[EXERCISE DIRECTIONS] Please find all lines in the data that hold the string "window" and copy them.

--------------------

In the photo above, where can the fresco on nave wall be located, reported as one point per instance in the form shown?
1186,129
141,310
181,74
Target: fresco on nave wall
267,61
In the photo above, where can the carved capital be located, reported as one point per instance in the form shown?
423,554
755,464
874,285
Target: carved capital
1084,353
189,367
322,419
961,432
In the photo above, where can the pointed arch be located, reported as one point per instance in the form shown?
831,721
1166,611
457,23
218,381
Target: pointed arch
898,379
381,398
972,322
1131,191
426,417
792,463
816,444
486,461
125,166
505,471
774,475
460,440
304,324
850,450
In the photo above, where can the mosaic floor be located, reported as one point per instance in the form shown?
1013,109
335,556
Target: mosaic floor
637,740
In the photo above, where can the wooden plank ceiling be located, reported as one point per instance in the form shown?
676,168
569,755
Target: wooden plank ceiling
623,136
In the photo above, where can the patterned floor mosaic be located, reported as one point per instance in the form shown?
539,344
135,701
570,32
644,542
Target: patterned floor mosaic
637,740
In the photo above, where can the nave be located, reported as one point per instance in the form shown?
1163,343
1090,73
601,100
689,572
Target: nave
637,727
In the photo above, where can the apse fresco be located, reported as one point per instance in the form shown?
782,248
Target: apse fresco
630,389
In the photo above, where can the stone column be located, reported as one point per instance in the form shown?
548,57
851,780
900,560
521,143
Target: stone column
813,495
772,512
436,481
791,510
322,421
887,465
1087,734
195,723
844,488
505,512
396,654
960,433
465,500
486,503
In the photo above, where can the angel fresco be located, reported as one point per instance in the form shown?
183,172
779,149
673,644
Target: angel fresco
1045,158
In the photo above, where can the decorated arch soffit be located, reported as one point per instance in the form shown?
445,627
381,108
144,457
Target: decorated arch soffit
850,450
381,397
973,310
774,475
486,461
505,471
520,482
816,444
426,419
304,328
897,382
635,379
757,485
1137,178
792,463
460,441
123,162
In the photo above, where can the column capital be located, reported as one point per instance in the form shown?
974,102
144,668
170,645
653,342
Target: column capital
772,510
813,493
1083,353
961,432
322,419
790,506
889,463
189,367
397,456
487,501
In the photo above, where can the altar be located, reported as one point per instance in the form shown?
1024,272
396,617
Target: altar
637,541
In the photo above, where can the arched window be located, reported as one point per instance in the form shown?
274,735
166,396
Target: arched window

--------------------

[ANSWER SECTION]
In the photo above, where can the arched window be located, reported as one point per instance in the form shown?
Target: arched window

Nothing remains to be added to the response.